What needs to be done —
Find every line in the data below that contains the word "lamp" with the same capitalization, and copy each of those lines.

[Point annotations for photos]
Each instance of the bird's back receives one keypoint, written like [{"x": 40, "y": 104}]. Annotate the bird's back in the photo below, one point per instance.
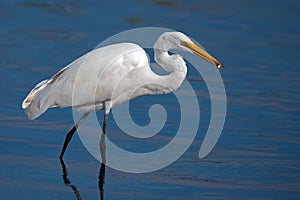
[{"x": 91, "y": 79}]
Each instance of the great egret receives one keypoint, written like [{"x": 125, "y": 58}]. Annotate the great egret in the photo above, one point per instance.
[{"x": 108, "y": 76}]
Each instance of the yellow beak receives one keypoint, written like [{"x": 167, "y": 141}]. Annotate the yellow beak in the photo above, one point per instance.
[{"x": 198, "y": 51}]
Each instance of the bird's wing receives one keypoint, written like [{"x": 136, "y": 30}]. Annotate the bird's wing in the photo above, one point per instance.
[{"x": 89, "y": 79}]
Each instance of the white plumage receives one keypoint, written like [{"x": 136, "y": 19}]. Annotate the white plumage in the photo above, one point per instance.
[{"x": 111, "y": 75}]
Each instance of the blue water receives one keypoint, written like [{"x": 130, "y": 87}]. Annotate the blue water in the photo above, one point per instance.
[{"x": 257, "y": 156}]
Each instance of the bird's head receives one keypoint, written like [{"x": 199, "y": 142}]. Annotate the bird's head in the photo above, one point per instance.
[{"x": 180, "y": 41}]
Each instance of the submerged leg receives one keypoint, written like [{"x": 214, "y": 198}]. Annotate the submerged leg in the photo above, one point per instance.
[{"x": 70, "y": 135}]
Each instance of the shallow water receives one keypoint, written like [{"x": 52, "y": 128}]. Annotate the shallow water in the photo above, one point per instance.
[{"x": 257, "y": 156}]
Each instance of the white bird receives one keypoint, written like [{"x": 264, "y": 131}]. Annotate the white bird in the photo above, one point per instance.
[{"x": 108, "y": 76}]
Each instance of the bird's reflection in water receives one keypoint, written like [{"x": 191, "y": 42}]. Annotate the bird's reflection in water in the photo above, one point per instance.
[
  {"x": 101, "y": 175},
  {"x": 67, "y": 181}
]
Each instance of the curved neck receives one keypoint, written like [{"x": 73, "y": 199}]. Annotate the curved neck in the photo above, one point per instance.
[{"x": 173, "y": 64}]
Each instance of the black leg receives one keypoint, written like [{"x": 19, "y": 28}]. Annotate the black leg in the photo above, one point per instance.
[
  {"x": 102, "y": 140},
  {"x": 105, "y": 122},
  {"x": 67, "y": 181},
  {"x": 67, "y": 140},
  {"x": 70, "y": 135},
  {"x": 101, "y": 181}
]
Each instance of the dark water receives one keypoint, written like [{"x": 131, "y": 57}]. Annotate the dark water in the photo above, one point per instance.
[{"x": 257, "y": 156}]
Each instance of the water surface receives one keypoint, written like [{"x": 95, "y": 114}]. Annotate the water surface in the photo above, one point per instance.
[{"x": 257, "y": 156}]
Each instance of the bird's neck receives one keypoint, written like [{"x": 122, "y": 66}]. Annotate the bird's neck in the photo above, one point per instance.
[{"x": 173, "y": 64}]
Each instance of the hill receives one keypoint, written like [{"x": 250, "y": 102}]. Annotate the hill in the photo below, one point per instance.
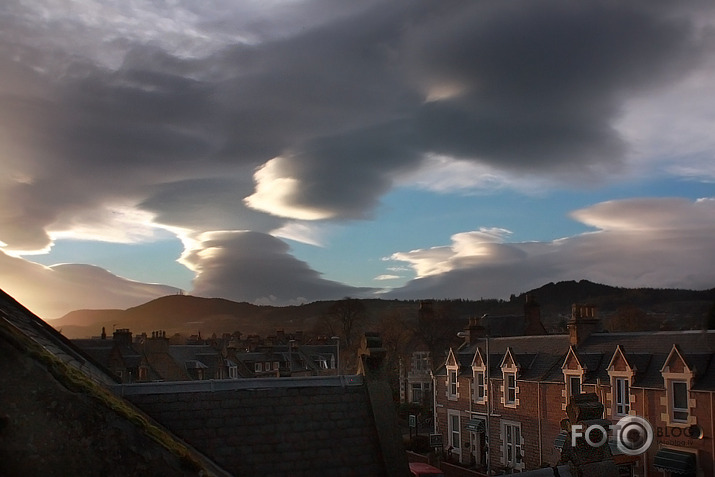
[{"x": 190, "y": 314}]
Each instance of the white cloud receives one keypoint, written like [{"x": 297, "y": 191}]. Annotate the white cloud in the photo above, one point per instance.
[
  {"x": 51, "y": 292},
  {"x": 662, "y": 243},
  {"x": 276, "y": 193}
]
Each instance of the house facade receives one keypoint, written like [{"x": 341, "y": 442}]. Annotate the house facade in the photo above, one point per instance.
[{"x": 499, "y": 402}]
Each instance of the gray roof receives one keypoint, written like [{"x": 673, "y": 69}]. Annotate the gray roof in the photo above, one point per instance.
[
  {"x": 540, "y": 357},
  {"x": 262, "y": 426},
  {"x": 27, "y": 323}
]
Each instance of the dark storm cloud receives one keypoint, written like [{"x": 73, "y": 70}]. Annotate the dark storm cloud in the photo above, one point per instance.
[
  {"x": 249, "y": 266},
  {"x": 144, "y": 108},
  {"x": 638, "y": 243},
  {"x": 540, "y": 83}
]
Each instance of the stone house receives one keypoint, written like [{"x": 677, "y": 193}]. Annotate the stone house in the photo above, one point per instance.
[{"x": 500, "y": 401}]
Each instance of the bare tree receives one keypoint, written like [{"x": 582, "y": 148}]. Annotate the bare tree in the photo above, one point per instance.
[{"x": 345, "y": 316}]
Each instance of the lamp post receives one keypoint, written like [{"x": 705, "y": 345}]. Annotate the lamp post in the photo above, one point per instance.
[{"x": 337, "y": 357}]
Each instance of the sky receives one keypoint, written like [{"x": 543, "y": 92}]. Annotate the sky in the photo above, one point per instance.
[{"x": 286, "y": 151}]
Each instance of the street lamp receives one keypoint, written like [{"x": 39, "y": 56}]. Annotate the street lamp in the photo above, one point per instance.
[{"x": 337, "y": 358}]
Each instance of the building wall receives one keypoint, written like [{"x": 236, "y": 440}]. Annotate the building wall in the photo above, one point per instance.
[{"x": 541, "y": 409}]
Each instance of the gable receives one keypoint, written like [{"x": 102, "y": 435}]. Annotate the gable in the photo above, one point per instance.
[
  {"x": 451, "y": 359},
  {"x": 572, "y": 361},
  {"x": 509, "y": 361},
  {"x": 619, "y": 362},
  {"x": 675, "y": 362},
  {"x": 478, "y": 360}
]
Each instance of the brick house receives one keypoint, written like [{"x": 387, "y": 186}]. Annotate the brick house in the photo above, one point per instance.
[{"x": 500, "y": 401}]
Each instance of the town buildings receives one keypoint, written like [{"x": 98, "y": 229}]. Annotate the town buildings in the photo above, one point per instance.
[
  {"x": 499, "y": 401},
  {"x": 62, "y": 413},
  {"x": 157, "y": 357}
]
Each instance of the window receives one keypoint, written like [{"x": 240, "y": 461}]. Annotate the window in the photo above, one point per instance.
[
  {"x": 480, "y": 389},
  {"x": 574, "y": 385},
  {"x": 454, "y": 434},
  {"x": 416, "y": 393},
  {"x": 420, "y": 362},
  {"x": 512, "y": 445},
  {"x": 510, "y": 388},
  {"x": 452, "y": 383},
  {"x": 679, "y": 391},
  {"x": 623, "y": 402}
]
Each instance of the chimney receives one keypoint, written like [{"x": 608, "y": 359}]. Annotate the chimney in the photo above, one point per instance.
[
  {"x": 584, "y": 321},
  {"x": 123, "y": 337},
  {"x": 158, "y": 343},
  {"x": 474, "y": 331},
  {"x": 532, "y": 317}
]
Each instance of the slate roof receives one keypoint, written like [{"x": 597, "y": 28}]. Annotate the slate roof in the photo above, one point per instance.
[
  {"x": 262, "y": 426},
  {"x": 26, "y": 322},
  {"x": 541, "y": 357}
]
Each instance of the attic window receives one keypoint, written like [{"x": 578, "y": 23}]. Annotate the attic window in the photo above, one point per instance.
[
  {"x": 452, "y": 390},
  {"x": 510, "y": 388},
  {"x": 680, "y": 408}
]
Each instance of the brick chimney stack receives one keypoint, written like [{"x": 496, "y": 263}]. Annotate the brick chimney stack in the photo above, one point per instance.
[
  {"x": 123, "y": 337},
  {"x": 584, "y": 321},
  {"x": 532, "y": 317},
  {"x": 474, "y": 331},
  {"x": 158, "y": 343}
]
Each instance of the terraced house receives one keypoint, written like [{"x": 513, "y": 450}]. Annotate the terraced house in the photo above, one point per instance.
[{"x": 500, "y": 400}]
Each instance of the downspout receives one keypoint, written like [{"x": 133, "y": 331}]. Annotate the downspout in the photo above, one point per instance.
[
  {"x": 538, "y": 399},
  {"x": 489, "y": 415},
  {"x": 434, "y": 402},
  {"x": 712, "y": 426},
  {"x": 645, "y": 454}
]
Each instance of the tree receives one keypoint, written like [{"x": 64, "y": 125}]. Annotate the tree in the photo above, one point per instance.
[
  {"x": 396, "y": 336},
  {"x": 435, "y": 328}
]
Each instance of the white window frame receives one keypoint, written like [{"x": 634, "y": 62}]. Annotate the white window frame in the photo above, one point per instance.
[
  {"x": 453, "y": 383},
  {"x": 480, "y": 390},
  {"x": 512, "y": 445},
  {"x": 416, "y": 393},
  {"x": 569, "y": 383},
  {"x": 673, "y": 409},
  {"x": 455, "y": 435},
  {"x": 621, "y": 395},
  {"x": 509, "y": 390}
]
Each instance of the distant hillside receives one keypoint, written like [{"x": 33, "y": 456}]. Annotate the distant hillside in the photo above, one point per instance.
[{"x": 189, "y": 314}]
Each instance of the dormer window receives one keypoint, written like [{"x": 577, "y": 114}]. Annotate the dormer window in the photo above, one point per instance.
[
  {"x": 679, "y": 401},
  {"x": 574, "y": 372},
  {"x": 622, "y": 396},
  {"x": 510, "y": 371},
  {"x": 479, "y": 368},
  {"x": 574, "y": 385},
  {"x": 452, "y": 377},
  {"x": 453, "y": 383},
  {"x": 479, "y": 386},
  {"x": 621, "y": 374},
  {"x": 678, "y": 376},
  {"x": 510, "y": 380}
]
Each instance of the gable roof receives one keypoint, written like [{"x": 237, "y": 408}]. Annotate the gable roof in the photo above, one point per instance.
[
  {"x": 56, "y": 418},
  {"x": 542, "y": 357},
  {"x": 44, "y": 335},
  {"x": 264, "y": 426}
]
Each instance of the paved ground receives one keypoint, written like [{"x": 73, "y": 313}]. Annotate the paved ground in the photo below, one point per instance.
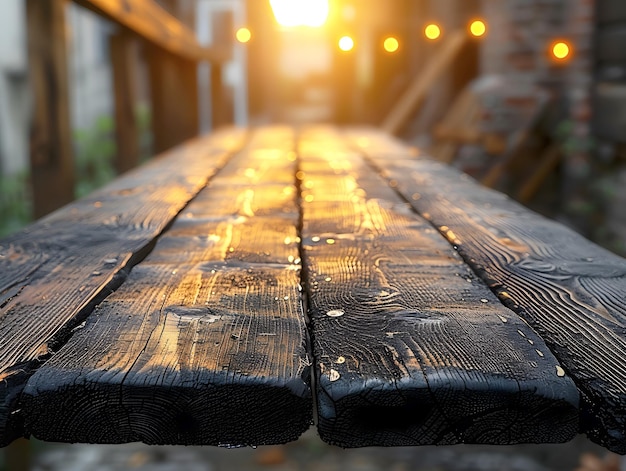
[{"x": 309, "y": 453}]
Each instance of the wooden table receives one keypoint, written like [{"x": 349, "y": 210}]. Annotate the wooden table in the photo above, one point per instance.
[{"x": 230, "y": 290}]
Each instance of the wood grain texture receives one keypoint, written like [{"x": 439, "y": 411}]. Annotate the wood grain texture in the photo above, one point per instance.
[
  {"x": 410, "y": 347},
  {"x": 54, "y": 271},
  {"x": 572, "y": 292},
  {"x": 148, "y": 20},
  {"x": 205, "y": 342}
]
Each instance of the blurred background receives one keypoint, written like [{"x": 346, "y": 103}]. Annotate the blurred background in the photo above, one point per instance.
[{"x": 527, "y": 96}]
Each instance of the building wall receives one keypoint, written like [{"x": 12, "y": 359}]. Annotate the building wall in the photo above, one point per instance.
[
  {"x": 89, "y": 71},
  {"x": 14, "y": 97}
]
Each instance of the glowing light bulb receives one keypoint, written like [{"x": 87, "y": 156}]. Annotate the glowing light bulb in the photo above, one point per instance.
[
  {"x": 243, "y": 35},
  {"x": 561, "y": 50},
  {"x": 346, "y": 43},
  {"x": 478, "y": 28},
  {"x": 391, "y": 44},
  {"x": 432, "y": 31}
]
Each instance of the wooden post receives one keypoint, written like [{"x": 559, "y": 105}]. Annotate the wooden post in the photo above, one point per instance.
[
  {"x": 174, "y": 97},
  {"x": 52, "y": 163},
  {"x": 173, "y": 89},
  {"x": 123, "y": 48},
  {"x": 221, "y": 102}
]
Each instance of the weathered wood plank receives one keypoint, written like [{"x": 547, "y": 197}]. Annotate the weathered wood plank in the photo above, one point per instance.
[
  {"x": 54, "y": 271},
  {"x": 568, "y": 289},
  {"x": 51, "y": 154},
  {"x": 410, "y": 347},
  {"x": 205, "y": 342},
  {"x": 148, "y": 20}
]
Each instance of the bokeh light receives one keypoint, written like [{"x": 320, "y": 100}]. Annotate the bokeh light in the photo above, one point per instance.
[
  {"x": 561, "y": 50},
  {"x": 243, "y": 35},
  {"x": 478, "y": 28},
  {"x": 432, "y": 31},
  {"x": 391, "y": 44},
  {"x": 346, "y": 43}
]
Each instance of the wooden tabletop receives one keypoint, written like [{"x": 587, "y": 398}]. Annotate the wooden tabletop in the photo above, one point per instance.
[{"x": 239, "y": 287}]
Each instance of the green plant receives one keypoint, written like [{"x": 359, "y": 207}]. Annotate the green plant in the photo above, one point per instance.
[
  {"x": 94, "y": 154},
  {"x": 15, "y": 203}
]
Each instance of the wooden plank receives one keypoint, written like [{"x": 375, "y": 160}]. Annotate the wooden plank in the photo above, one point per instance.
[
  {"x": 410, "y": 347},
  {"x": 173, "y": 97},
  {"x": 206, "y": 345},
  {"x": 417, "y": 91},
  {"x": 148, "y": 20},
  {"x": 124, "y": 57},
  {"x": 54, "y": 271},
  {"x": 568, "y": 289},
  {"x": 51, "y": 154}
]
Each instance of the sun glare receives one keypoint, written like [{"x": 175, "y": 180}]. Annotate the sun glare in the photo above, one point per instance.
[
  {"x": 291, "y": 13},
  {"x": 346, "y": 43},
  {"x": 243, "y": 35}
]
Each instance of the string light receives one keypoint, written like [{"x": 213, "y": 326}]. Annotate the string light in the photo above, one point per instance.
[
  {"x": 432, "y": 31},
  {"x": 478, "y": 28},
  {"x": 561, "y": 50},
  {"x": 391, "y": 44}
]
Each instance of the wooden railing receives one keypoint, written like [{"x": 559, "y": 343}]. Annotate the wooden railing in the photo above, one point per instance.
[{"x": 173, "y": 54}]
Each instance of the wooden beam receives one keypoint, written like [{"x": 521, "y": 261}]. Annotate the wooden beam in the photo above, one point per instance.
[
  {"x": 174, "y": 98},
  {"x": 569, "y": 290},
  {"x": 205, "y": 342},
  {"x": 51, "y": 155},
  {"x": 124, "y": 55},
  {"x": 418, "y": 89},
  {"x": 148, "y": 20},
  {"x": 410, "y": 347},
  {"x": 56, "y": 270}
]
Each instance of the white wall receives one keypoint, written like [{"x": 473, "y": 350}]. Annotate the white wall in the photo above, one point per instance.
[{"x": 14, "y": 96}]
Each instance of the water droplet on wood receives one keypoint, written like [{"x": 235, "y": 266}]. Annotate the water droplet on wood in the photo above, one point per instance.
[{"x": 333, "y": 375}]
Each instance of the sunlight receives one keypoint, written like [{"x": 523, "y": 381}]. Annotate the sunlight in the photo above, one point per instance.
[
  {"x": 243, "y": 35},
  {"x": 291, "y": 13},
  {"x": 346, "y": 43}
]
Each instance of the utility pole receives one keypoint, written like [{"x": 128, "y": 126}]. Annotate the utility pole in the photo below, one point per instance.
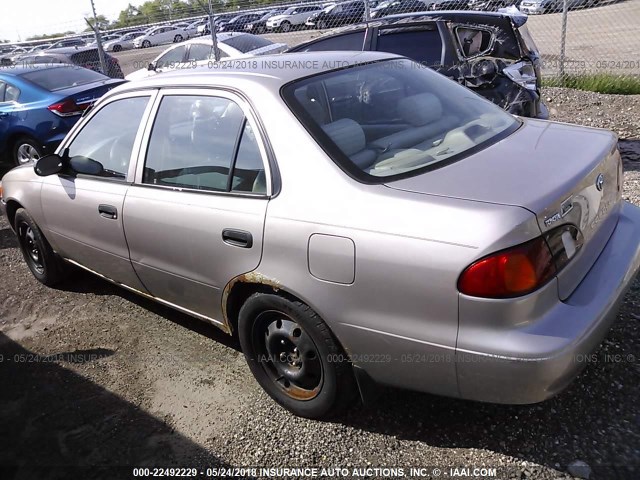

Solved exercise —
Each instance of the lamp post receives one keypoint, written like [{"x": 705, "y": 345}]. Annotate the lamp post in the photo above, one point per instance.
Each instance of the street lamp receives one keypoint, written like [{"x": 39, "y": 56}]. Annotate the street lamp in the photo above, one point per instance.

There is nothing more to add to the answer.